§ Metin:
-.-.-

Sınır ticaretinin doğrudan en fazla etkilediği pazarın akaryakıt dağıtımı pazarı olduğu açıktır. OFM’ye göre dağıtım şirketleri resmi pompa satış fiyatı üzerinden % 5 civarında bir kar payına sahipken, sınır ticareti yoluyla giren motorinin perakende satış fiyatının, resmi satış fiyatının yaklaşık % 20 altında oluşu dikkat çekicidir. Bu durum, yasal düzen içinde çalışan dağıtım firmalarını çalışamaz ve yatırımlarının karşılıklarını alamaz bir hale getirmiştir [12]. Sınır ticaretinin olumsuz etkileri bayilere kadar uzanmıştır. Akaryakıt bayileri, sınır ticaretinden kaynaklanan haksız rekabet şartları altında kaçak ürünlere yönelmek zorunda kalmışlar ve kayıt dışına itilmişlerdir.

Sınır ticareti sadece pazarda faaliyet gösteren teşebbüslerin değil tüketicilerin üzerinde de olumsuz etkiler yaratmıştır. TSE standartlarına aykırı olan ürünler istasyonlara kaçak girerek, dağıtım şirketlerinin kendi amblemleri altında çalışan istasyonlarda kalite garantisi vermesini imkansız hale getirmiştir. Bu durum da, tüketicinin ödediği bedelin karşılığı hakkı olan kaliteli ürünü alamamasına ve dolayısıyla tüketici haklarının ihlaline yol açmıştır.

-.-.-

§ Yazılı görev 1: Metindeki “Sınır ticareti sadece pazarda” sözleriyle başlayan paragrafı, temel bilgilerini koruyarak kısa bir madde listesine dönüştürün.
§ Yazılı görev 2: Sınır ticaretiyle ilgili metni kaldığı yerden alıp sürdürün.
Aşağıdaki satırlar başka bir kaynaktan alınmıştır.

Konum işaretleme kayıtları
-.-.-

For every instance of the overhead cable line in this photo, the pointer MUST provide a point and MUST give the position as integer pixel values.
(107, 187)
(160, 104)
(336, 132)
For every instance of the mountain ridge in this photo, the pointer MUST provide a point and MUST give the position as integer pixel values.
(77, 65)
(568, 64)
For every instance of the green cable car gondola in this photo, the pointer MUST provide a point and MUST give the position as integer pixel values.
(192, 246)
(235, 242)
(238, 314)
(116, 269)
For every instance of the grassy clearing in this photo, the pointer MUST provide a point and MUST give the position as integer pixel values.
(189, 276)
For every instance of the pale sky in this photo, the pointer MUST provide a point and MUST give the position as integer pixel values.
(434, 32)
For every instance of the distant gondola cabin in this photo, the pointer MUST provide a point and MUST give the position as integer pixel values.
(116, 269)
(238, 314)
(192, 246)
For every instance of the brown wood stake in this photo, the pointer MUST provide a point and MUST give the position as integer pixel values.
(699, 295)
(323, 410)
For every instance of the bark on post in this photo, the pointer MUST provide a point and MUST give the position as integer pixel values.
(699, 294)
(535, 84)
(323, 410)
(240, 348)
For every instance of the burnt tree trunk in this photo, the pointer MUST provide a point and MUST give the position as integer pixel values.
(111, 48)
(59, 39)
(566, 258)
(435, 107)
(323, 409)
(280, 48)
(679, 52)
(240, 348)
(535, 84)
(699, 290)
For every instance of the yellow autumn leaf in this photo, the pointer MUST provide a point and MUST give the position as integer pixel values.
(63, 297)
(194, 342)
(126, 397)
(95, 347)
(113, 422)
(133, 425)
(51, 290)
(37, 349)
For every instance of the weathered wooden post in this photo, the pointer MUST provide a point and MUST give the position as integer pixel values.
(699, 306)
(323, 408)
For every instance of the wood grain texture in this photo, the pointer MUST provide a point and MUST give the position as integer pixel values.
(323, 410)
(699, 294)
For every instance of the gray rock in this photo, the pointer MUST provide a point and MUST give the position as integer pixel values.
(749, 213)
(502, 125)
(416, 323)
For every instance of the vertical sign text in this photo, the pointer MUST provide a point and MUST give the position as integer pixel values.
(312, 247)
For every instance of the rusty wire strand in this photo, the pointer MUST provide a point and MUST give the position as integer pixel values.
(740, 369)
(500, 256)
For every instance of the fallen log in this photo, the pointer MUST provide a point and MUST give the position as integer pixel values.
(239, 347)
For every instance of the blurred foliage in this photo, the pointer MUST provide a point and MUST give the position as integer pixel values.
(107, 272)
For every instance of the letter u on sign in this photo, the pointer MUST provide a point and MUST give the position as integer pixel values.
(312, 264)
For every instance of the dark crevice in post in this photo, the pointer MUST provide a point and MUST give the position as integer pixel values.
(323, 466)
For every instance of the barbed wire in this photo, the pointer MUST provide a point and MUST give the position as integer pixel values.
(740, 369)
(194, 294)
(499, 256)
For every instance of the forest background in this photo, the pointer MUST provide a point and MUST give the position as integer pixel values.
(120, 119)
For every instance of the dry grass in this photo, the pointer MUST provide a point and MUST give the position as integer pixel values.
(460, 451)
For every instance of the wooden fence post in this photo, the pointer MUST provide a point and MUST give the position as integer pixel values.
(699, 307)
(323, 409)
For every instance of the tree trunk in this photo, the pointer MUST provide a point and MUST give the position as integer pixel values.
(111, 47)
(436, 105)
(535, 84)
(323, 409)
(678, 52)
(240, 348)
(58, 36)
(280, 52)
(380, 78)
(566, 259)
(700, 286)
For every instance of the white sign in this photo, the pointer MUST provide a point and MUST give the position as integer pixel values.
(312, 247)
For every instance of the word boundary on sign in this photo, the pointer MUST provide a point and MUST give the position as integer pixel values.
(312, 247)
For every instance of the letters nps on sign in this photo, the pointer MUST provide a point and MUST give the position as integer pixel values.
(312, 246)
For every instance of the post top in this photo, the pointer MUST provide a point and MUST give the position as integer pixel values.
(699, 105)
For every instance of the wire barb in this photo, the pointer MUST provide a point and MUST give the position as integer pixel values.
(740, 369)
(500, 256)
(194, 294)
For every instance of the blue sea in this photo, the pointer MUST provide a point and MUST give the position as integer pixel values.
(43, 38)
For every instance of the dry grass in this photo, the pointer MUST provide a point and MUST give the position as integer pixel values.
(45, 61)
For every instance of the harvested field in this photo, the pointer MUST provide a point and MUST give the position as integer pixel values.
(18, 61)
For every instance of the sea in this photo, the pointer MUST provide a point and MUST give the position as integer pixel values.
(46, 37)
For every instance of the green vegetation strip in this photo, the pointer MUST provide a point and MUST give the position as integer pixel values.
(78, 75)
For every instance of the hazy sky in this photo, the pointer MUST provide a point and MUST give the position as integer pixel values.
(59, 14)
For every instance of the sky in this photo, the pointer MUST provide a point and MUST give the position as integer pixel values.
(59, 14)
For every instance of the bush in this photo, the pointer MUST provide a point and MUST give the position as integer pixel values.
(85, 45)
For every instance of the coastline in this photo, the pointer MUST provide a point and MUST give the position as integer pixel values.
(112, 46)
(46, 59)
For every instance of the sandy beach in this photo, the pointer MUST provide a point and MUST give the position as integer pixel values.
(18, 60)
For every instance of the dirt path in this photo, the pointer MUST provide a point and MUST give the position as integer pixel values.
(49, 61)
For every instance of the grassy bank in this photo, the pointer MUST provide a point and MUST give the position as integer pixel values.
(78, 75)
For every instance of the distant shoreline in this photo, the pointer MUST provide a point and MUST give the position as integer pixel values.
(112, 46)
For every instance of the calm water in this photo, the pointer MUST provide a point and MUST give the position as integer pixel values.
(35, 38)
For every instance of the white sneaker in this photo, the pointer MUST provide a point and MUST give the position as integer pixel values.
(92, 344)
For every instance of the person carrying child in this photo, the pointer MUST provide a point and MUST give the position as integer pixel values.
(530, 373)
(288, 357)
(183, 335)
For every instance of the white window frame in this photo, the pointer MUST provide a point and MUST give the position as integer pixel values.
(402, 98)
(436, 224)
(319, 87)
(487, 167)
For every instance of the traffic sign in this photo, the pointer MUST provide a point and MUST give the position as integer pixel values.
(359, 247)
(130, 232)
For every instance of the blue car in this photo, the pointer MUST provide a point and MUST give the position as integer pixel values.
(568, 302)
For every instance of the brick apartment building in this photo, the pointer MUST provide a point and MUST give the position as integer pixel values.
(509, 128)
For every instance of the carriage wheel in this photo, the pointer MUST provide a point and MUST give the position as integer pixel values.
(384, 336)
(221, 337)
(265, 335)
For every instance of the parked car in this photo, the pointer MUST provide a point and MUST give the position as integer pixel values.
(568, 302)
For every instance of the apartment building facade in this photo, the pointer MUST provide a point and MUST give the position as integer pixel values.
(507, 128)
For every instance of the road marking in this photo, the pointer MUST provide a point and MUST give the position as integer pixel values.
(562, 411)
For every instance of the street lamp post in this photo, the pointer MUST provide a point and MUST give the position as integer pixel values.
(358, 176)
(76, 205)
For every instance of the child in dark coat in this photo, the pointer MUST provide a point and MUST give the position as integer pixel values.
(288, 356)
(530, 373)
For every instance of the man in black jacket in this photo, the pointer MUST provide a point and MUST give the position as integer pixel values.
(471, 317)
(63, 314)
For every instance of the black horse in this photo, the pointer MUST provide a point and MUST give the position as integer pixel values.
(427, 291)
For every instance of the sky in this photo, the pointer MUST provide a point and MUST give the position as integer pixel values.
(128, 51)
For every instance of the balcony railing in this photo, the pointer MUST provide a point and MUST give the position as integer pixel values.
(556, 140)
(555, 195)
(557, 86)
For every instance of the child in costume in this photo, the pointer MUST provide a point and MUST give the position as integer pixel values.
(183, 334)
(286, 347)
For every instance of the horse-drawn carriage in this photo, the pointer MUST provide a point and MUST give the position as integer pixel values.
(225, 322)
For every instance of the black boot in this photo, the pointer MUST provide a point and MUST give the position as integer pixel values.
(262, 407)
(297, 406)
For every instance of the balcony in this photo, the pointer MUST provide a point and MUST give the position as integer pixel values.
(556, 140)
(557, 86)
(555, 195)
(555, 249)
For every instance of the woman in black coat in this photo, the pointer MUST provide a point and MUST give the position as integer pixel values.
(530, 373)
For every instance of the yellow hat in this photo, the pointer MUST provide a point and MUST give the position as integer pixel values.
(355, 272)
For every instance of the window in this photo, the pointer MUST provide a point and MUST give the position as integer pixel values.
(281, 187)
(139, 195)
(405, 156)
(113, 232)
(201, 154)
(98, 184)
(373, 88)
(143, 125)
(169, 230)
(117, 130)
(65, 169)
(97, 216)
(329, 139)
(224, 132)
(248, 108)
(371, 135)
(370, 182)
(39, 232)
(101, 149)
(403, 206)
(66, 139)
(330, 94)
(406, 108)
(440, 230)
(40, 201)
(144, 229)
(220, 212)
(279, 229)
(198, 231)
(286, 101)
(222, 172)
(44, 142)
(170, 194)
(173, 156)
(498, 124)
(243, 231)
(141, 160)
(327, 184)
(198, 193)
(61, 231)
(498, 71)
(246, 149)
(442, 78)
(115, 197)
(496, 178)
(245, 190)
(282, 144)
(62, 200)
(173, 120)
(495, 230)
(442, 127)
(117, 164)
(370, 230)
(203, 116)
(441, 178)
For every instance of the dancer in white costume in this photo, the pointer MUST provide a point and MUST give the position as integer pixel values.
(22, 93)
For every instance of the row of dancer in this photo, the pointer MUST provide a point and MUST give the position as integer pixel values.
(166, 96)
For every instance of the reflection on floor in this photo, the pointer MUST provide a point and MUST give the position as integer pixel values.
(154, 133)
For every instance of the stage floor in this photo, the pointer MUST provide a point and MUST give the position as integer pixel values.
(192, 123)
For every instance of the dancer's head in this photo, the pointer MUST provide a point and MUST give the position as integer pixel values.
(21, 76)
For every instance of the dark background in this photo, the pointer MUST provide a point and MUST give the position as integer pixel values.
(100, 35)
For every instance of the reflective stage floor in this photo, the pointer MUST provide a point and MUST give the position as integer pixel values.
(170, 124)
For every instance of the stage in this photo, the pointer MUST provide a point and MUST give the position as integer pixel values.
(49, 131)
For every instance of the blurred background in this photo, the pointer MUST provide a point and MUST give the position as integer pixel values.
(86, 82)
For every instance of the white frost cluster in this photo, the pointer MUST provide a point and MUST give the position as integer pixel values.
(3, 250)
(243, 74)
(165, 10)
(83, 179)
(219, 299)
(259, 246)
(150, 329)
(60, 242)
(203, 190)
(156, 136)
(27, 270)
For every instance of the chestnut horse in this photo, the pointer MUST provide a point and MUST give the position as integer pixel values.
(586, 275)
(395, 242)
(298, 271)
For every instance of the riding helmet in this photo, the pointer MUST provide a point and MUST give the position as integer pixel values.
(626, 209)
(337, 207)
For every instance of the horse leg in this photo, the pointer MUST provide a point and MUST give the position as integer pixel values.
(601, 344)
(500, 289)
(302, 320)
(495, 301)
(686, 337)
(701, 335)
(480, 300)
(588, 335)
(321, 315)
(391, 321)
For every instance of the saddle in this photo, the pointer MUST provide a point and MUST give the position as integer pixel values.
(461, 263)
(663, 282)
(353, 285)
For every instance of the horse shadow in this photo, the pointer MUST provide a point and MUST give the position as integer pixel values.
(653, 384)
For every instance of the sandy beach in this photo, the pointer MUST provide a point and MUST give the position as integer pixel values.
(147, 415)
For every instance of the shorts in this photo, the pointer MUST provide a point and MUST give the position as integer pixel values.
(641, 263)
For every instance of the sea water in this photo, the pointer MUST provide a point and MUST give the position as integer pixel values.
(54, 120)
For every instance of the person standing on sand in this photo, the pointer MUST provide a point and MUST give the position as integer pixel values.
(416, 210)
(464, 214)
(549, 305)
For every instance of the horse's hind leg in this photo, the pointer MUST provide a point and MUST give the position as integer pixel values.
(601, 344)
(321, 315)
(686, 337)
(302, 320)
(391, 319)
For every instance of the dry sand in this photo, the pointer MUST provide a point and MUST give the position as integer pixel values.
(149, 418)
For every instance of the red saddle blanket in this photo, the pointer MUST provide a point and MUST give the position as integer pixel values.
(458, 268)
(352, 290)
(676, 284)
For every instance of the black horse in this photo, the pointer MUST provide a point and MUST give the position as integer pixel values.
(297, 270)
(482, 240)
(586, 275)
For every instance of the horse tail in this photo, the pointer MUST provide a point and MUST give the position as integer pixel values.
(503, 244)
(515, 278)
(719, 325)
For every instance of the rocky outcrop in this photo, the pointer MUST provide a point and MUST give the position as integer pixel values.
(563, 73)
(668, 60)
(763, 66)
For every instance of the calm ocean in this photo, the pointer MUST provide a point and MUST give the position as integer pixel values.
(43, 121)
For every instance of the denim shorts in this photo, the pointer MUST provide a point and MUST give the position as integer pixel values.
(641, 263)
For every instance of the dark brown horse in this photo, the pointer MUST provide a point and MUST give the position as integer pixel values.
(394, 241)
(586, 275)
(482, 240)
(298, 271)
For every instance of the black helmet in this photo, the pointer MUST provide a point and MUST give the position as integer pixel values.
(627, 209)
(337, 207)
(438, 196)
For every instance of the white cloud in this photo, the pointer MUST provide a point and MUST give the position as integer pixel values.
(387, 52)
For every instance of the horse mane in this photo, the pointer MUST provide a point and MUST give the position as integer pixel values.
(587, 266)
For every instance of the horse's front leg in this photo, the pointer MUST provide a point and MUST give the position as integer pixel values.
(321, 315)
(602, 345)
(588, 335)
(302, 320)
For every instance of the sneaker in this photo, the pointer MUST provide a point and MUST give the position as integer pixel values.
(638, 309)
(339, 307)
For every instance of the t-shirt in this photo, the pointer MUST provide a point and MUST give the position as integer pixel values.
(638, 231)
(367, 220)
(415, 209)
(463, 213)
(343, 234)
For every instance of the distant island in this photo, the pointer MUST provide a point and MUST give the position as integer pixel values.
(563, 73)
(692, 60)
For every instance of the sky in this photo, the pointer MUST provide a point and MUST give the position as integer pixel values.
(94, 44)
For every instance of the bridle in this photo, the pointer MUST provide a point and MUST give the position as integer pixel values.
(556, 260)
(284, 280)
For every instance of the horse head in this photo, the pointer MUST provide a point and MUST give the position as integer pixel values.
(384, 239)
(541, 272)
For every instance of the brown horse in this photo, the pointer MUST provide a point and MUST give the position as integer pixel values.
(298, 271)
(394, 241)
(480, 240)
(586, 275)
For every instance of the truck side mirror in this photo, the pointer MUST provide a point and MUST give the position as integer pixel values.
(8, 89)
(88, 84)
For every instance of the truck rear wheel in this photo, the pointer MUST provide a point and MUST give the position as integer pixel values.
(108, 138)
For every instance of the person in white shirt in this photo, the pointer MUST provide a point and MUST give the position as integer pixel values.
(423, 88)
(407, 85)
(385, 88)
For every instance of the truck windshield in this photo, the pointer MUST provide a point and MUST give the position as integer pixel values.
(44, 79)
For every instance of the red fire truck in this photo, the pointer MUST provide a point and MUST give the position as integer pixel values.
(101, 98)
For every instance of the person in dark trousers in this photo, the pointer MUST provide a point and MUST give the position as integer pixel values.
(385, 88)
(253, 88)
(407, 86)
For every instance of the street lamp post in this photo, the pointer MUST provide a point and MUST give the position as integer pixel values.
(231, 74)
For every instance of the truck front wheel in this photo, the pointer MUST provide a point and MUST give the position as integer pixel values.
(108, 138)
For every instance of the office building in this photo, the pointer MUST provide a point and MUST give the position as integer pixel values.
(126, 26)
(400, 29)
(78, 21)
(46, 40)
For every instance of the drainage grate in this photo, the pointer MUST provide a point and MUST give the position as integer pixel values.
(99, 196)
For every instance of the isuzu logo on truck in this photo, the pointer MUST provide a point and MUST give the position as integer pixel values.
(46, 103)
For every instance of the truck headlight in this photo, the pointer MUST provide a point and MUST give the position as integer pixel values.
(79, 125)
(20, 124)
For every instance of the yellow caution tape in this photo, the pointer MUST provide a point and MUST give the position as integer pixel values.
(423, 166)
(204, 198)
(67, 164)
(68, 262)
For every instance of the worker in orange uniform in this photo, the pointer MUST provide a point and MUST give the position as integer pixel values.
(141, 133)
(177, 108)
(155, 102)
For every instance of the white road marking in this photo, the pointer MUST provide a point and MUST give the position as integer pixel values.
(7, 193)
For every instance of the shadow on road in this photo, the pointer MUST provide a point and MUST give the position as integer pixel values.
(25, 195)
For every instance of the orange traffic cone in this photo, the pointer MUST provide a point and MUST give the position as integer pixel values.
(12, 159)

-.-.-

§ Yazılı cevap 1:
- Sınır ticareti yalnızca pazardaki teşebbüsleri değil, tüketicileri de olumsuz etkilemiştir.
- TSE standartlarına aykırı ürünlerin istasyonlara kaçak girmesi, dağıtım şirketlerinin kendi amblemleri altındaki istasyonlarda kalite garantisi vermesini imkânsız kılmıştır.
- Tüketici, ödediği bedelin karşılığı olan kaliteli ürünü alamamış ve bu durum tüketici haklarının ihlaline yol açmıştır.

§ Yazılı cevap 2:
Sınır ticaretinin ülke ekonomisine getirdiği en büyük olumsuzluklardan biri de vergi kayıpları olmuştur. Bu dönemde, OFM uyarınca hesaplanan vergi kayıplarının ‘milyar $’ şeklindeki miktarlarla ifade edildiği görülmektedir [11].

Bütün bu olumsuzlukların ardından, Irak sınırından yapılan sınır ticaretini kontrol altına almak için Türkiye Devleti tarafından 1999 Eylül’ünde Turkish Petroleum Importing Co (TPIC) kurulmuştur. Yeni sistemle birlikte, belirli kısıtlamalar dahilinde sınır ticareti yoluyla gelen ürünler TPIC’ın Silopi’deki deposunda toplanmakta ve buradan dağıtım firmaları aracılığıyla piyasaya sunulmaktadır. Bu sistemde sınır ticareti yoluyla gelen ürünlerde en azından KDV’nin devreye sokulması sonucunda, bu ürünlerin satış fiyatıyla piyasada OFM ile belirlenen fiyat seviyesi arasındaki fark azalmıştır [10].

(24)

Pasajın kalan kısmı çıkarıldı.